Rev. Ken Kovacs preaches to the congregation at Catonsville Presbyterian Church

Sermons

Not to Judge, But to Save

March 28, 2021

Readings: John 12:1-26

Palm Sunday/ 28th John 2021

“The hour has come,” Jesus said, “for the Son of Man to be glorified” (12:23). In John’s Gospel, Jesus always knows what time it is. His arrival in Jerusalem, the ancient city of God and the prophets, signaled the approaching hour. We know the story of palm branches and shouts of, “Hosanna!” Hosanna, meaning, “Save us!”  The crowds gathered around him as he processed on a donkey into the city. The disciples who were there that day, John tells us, had no idea what was going on.  They had no idea what Jesus was doing or why.  It was only later, according to John, “when Jesus was glorified, then they remembered that these things had been written, ‘Do not be afraid, daughter of Zion. Look, your king is coming, sitting on a donkey’s colt’” (Jn. 12:16, 15).

On this Palm Sunday, I don’t want to dwell on the procession and the palms. That’s only part of the story. Today is “a day of rejoicing and of sorrow,” as the Roman Catholic writer and activist Dorothy Day (1897-1980) wrote in her diary one Palm Sunday in the 1940s. “Again the twofold aspect of the Cross,” she said.[1]  For John, the entry into Jerusalem is significant because it leads Jesus one step closer to the defining moment of his life, closer to the day of days when the Son of Man will be “lifted up” and “glorified,” as John liked to say.[2] Jesus’ entry into the city brings us to the hour, as Jesus knew, the culmination of his life, the hour when he would take on the powers of death and be crucified.

• WHAT IS ASKED
1. From the sermon, copy the passage from "Readings: John 12:1-26" up to and including "(Jn. 12:16, 15).".
2. Answer these questions using the sermon:
(a) What does "Hosanna" mean?
(b) On what animal did Jesus process into the city?
(c) Who wrote in her diary that Palm Sunday is "a day of rejoicing and of sorrow"?

• MATERIAL
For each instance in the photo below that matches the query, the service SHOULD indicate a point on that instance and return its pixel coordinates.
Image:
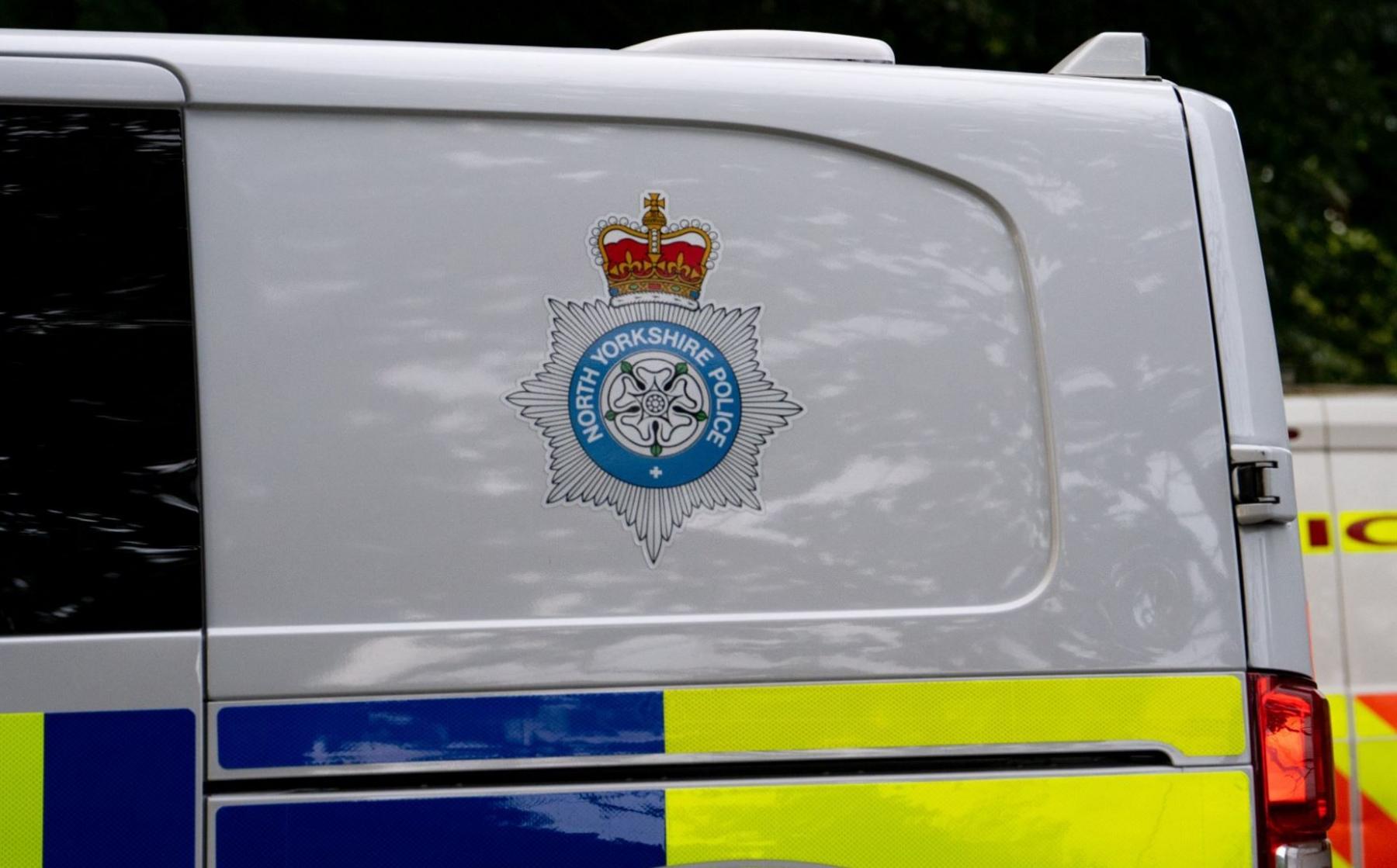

• EXPECTED OUTPUTS
1.
Readings: John 12:1-26

Palm Sunday/ 28th John 2021

“The hour has come,” Jesus said, “for the Son of Man to be glorified” (12:23). In John’s Gospel, Jesus always knows what time it is. His arrival in Jerusalem, the ancient city of God and the prophets, signaled the approaching hour. We know the story of palm branches and shouts of, “Hosanna!” Hosanna, meaning, “Save us!”  The crowds gathered around him as he processed on a donkey into the city. The disciples who were there that day, John tells us, had no idea what was going on.  They had no idea what Jesus was doing or why.  It was only later, according to John, “when Jesus was glorified, then they remembered that these things had been written, ‘Do not be afraid, daughter of Zion. Look, your king is coming, sitting on a donkey’s colt’” (Jn. 12:16, 15).

2.
(a) "Save us!"
(b) A donkey.
(c) Dorothy Day, the Roman Catholic writer and activist.